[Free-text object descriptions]

★ ★ ★ ★ ★ ★ ★

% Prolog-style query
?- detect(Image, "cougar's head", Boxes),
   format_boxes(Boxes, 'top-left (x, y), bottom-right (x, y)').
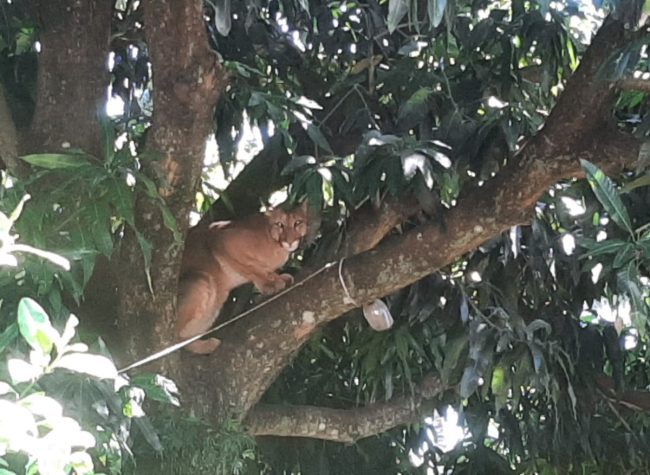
top-left (266, 201), bottom-right (309, 252)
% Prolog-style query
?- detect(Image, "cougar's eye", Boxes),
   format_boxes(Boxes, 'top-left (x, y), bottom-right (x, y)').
top-left (294, 220), bottom-right (303, 227)
top-left (275, 221), bottom-right (284, 228)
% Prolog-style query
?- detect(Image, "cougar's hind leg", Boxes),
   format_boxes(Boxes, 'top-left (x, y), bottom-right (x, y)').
top-left (176, 274), bottom-right (222, 354)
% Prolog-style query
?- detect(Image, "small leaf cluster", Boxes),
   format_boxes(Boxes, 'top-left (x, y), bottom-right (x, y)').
top-left (0, 119), bottom-right (178, 306)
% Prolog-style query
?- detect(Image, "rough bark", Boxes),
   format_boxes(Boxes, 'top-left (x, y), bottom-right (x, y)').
top-left (182, 16), bottom-right (641, 426)
top-left (27, 0), bottom-right (112, 157)
top-left (246, 375), bottom-right (443, 443)
top-left (618, 77), bottom-right (650, 93)
top-left (0, 83), bottom-right (21, 174)
top-left (595, 374), bottom-right (650, 412)
top-left (298, 192), bottom-right (430, 279)
top-left (114, 1), bottom-right (225, 373)
top-left (339, 193), bottom-right (428, 258)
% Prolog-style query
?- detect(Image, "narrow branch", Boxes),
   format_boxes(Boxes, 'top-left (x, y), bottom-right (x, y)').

★ ★ ★ ★ ★ ★ ★

Prompt: The answer must be every line of the entries that includes the word "Image".

Solution below:
?- detect(Image, "cougar's head", Boxes),
?- detect(Image, "cougar's eye", Boxes),
?- detect(Image, "cougar's hind leg", Boxes),
?- detect(Image, "small leaf cluster", Boxes),
?- detect(Image, "rough bark", Boxes),
?- detect(Image, "narrow branch", Boxes),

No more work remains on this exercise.